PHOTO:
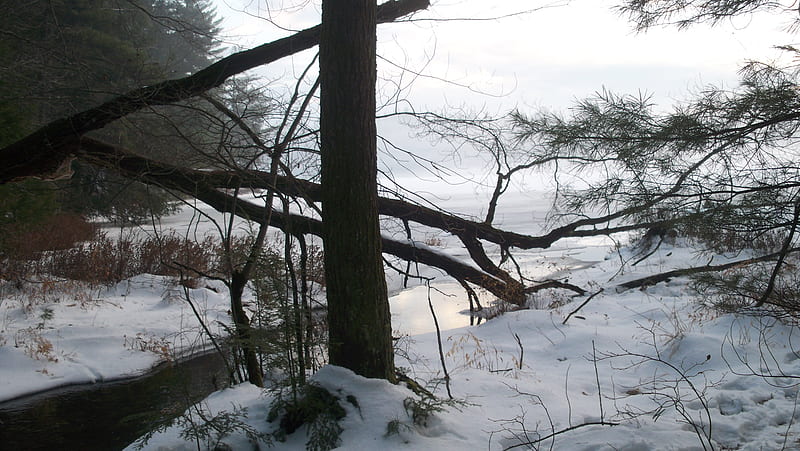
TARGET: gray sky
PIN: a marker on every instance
(564, 51)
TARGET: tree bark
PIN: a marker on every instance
(358, 306)
(45, 150)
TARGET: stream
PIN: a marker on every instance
(108, 415)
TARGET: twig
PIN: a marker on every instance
(439, 341)
(597, 378)
(562, 431)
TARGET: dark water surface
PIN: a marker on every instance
(107, 415)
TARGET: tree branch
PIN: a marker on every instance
(44, 150)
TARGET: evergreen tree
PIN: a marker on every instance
(64, 56)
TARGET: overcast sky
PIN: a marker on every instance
(546, 59)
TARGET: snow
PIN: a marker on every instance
(102, 334)
(658, 368)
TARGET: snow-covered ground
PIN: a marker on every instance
(632, 370)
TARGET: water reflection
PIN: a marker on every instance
(411, 314)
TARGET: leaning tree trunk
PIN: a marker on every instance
(358, 306)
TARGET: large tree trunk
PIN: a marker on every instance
(358, 305)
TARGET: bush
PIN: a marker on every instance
(104, 260)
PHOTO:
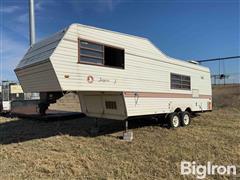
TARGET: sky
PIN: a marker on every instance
(186, 29)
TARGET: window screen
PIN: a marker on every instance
(180, 82)
(91, 52)
(94, 53)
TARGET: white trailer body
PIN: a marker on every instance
(115, 75)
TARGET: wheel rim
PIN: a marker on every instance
(175, 121)
(186, 119)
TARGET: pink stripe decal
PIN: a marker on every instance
(163, 95)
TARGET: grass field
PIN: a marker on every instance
(65, 149)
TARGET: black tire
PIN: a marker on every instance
(43, 108)
(174, 120)
(185, 118)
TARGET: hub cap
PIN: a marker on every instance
(175, 121)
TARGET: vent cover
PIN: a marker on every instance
(111, 104)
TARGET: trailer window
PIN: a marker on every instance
(91, 52)
(94, 53)
(180, 82)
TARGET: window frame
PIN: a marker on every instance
(103, 59)
(183, 82)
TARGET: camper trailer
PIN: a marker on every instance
(115, 76)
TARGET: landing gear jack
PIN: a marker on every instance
(127, 135)
(94, 131)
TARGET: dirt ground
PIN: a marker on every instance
(65, 149)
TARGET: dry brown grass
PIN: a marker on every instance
(64, 149)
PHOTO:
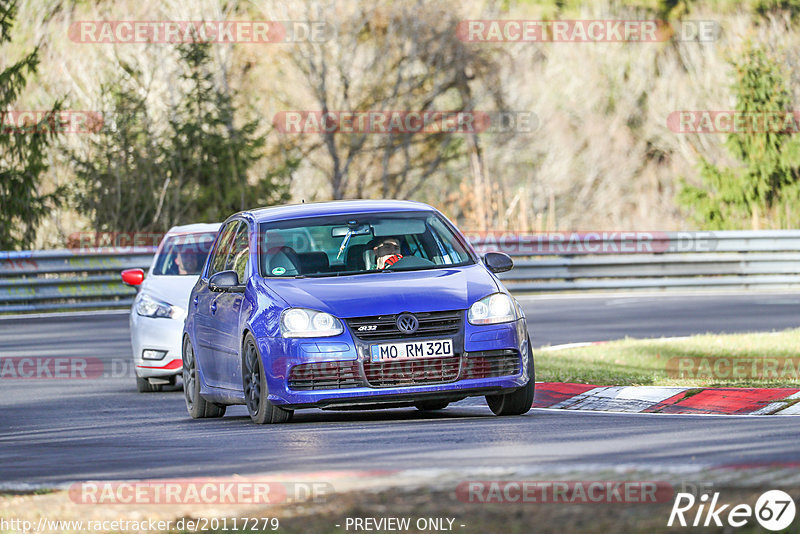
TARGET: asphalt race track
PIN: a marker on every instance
(57, 431)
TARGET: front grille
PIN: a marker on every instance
(412, 372)
(490, 364)
(325, 375)
(430, 324)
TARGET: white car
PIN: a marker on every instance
(159, 309)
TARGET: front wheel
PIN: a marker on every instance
(198, 407)
(519, 401)
(256, 394)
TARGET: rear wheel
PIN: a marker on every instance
(144, 385)
(198, 407)
(256, 394)
(519, 401)
(431, 405)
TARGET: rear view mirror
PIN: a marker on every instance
(497, 262)
(225, 281)
(341, 231)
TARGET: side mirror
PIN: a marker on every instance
(225, 281)
(133, 277)
(497, 262)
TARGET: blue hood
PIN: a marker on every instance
(388, 293)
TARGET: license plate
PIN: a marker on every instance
(389, 352)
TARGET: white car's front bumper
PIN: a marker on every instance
(159, 334)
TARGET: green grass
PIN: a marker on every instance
(734, 360)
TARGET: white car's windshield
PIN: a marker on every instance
(183, 254)
(358, 243)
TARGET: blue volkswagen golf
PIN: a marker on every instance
(351, 305)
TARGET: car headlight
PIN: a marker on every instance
(147, 306)
(301, 322)
(496, 308)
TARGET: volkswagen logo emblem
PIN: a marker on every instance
(407, 323)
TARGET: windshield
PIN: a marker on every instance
(183, 254)
(355, 244)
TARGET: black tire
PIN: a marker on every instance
(144, 385)
(261, 410)
(431, 405)
(198, 407)
(517, 402)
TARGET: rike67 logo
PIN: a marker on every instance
(774, 510)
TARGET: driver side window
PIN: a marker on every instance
(223, 247)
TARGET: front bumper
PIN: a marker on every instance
(161, 334)
(337, 371)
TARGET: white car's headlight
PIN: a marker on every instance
(147, 306)
(496, 308)
(302, 322)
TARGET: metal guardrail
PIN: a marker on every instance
(56, 280)
(75, 279)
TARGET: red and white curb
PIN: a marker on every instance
(668, 400)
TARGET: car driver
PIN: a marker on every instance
(387, 252)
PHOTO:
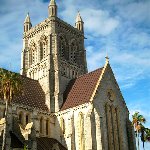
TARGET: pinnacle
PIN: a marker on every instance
(78, 18)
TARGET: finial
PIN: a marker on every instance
(27, 19)
(106, 57)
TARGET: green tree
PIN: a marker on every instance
(10, 86)
(137, 121)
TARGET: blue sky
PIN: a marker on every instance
(120, 28)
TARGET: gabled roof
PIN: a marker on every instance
(44, 143)
(82, 89)
(33, 94)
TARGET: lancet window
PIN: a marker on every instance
(41, 125)
(63, 48)
(43, 47)
(81, 131)
(21, 117)
(32, 54)
(112, 121)
(73, 52)
(62, 126)
(47, 127)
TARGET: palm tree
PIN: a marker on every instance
(138, 121)
(147, 136)
(10, 86)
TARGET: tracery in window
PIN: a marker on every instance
(81, 131)
(63, 48)
(43, 47)
(41, 125)
(47, 127)
(62, 126)
(32, 53)
(27, 118)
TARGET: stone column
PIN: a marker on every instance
(88, 131)
(98, 130)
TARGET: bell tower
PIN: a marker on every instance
(53, 53)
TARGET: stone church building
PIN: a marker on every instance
(69, 107)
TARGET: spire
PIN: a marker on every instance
(79, 23)
(52, 9)
(27, 23)
(107, 58)
(27, 19)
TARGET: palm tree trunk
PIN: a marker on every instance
(138, 140)
(5, 127)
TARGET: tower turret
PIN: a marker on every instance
(52, 9)
(27, 23)
(79, 23)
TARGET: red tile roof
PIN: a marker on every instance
(82, 89)
(44, 143)
(33, 94)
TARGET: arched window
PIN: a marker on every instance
(47, 127)
(73, 52)
(27, 118)
(41, 125)
(63, 48)
(32, 54)
(43, 47)
(81, 130)
(21, 117)
(62, 126)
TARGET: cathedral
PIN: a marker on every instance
(70, 108)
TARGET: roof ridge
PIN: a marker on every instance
(89, 72)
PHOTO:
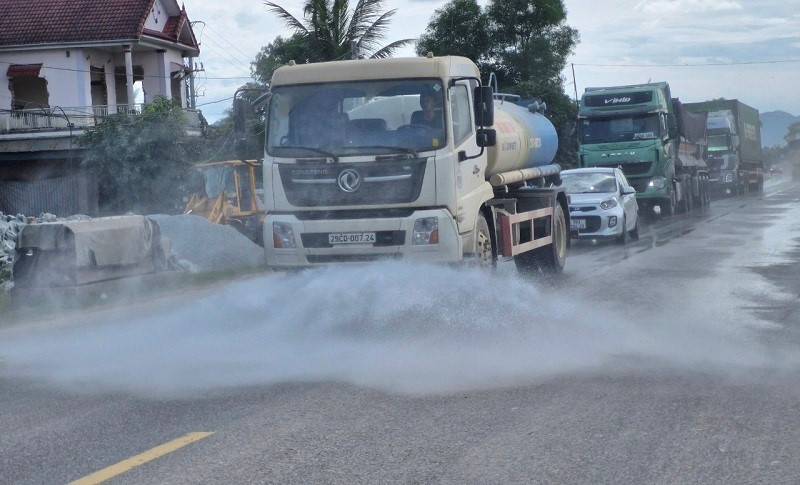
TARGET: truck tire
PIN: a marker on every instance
(669, 208)
(485, 255)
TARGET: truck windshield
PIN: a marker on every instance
(718, 143)
(375, 117)
(620, 128)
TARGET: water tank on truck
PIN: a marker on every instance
(526, 140)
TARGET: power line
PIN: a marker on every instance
(123, 74)
(782, 61)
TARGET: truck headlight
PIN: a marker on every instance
(283, 235)
(608, 203)
(426, 231)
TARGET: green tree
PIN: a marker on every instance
(330, 30)
(461, 28)
(143, 163)
(276, 54)
(526, 44)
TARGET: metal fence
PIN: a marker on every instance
(58, 118)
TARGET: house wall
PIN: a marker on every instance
(67, 77)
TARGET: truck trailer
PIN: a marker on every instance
(408, 158)
(658, 144)
(736, 165)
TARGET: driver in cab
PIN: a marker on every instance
(428, 115)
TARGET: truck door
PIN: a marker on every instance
(469, 173)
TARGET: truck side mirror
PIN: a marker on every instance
(484, 105)
(240, 147)
(239, 116)
(672, 126)
(486, 137)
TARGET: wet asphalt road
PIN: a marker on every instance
(696, 382)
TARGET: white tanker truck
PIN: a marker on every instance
(355, 170)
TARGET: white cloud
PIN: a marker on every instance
(640, 35)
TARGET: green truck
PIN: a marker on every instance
(658, 144)
(734, 146)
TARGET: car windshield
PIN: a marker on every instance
(625, 128)
(375, 117)
(588, 182)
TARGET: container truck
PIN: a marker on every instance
(734, 146)
(658, 144)
(350, 178)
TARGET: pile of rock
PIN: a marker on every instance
(10, 226)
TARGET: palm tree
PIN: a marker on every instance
(331, 31)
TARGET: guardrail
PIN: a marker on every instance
(58, 118)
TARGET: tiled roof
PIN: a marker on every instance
(36, 22)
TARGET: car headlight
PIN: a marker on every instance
(426, 231)
(608, 203)
(283, 235)
(657, 183)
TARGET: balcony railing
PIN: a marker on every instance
(57, 119)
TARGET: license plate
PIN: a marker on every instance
(577, 223)
(351, 238)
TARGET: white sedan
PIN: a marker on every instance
(602, 203)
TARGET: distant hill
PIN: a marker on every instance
(774, 125)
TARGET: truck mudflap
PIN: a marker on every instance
(509, 231)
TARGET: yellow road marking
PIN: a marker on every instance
(140, 459)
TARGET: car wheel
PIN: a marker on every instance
(623, 237)
(634, 234)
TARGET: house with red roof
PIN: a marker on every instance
(67, 65)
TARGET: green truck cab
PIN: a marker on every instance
(734, 145)
(640, 128)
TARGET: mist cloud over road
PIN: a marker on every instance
(400, 328)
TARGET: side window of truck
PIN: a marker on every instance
(460, 112)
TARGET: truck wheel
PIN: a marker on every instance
(484, 254)
(669, 210)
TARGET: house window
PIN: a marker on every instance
(120, 81)
(28, 90)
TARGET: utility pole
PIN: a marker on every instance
(192, 102)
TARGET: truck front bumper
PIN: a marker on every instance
(383, 238)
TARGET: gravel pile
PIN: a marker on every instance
(10, 226)
(201, 245)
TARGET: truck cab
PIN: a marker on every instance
(633, 128)
(377, 159)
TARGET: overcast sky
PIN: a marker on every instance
(705, 49)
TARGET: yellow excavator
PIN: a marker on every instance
(232, 196)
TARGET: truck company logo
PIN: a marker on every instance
(349, 180)
(309, 171)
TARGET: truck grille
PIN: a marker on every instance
(321, 184)
(631, 168)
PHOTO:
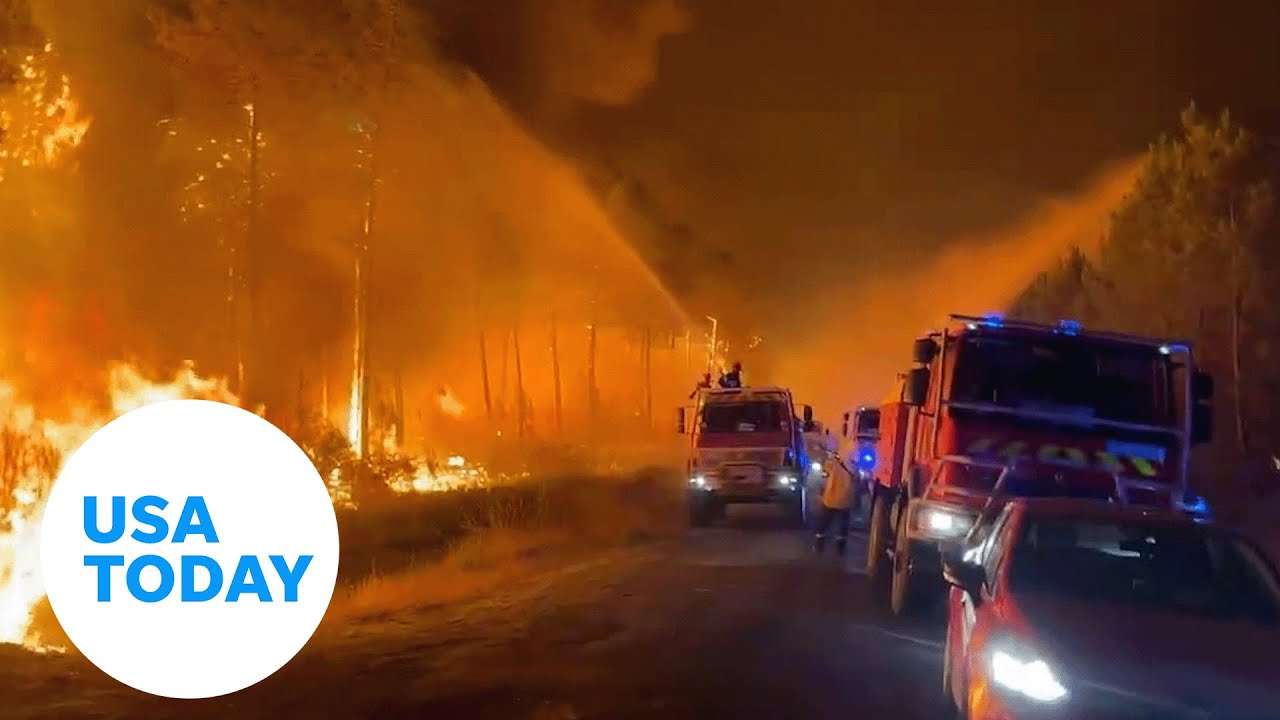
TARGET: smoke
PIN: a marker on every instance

**THE EXERCISE:** Repeat nothing but the lines from the one containing "TARGET: green truck cab" through the end of the entries, exactly, and skip the pictures.

**RESPONSE FOR THIS EXERCISE:**
TARGET: green truck cab
PIN: a marker on every instance
(734, 145)
(640, 128)
TARGET: mist cloud over road
PIN: a marker on every instance
(400, 328)
TARGET: side window of truck
PIN: a marker on every instance
(460, 112)
TARGET: truck wheel
PIN: a marker on every instance
(484, 254)
(669, 210)
TARGET: house window
PIN: a marker on every instance
(120, 81)
(28, 90)
TARGET: utility pole
PIN: a marker on every instance
(192, 102)
TARGET: truck front bumper
PIN: a marker on every instance
(383, 238)
TARGET: gravel pile
PIN: a marker on every instance
(10, 226)
(201, 245)
TARGET: truck cab
PIN: a marker on every instance
(633, 128)
(377, 159)
TARGET: overcast sky
PIN: a marker on every instance
(705, 49)
TARGET: yellow excavator
PIN: a marker on every instance
(232, 196)
TARGET: truck company logo
PIN: a marker on every instance
(349, 180)
(309, 171)
TARGET: truck grille
PIN: a marker on every instance
(321, 184)
(631, 168)
PHOTO:
TARGET: smoke
PIN: a marker on every instance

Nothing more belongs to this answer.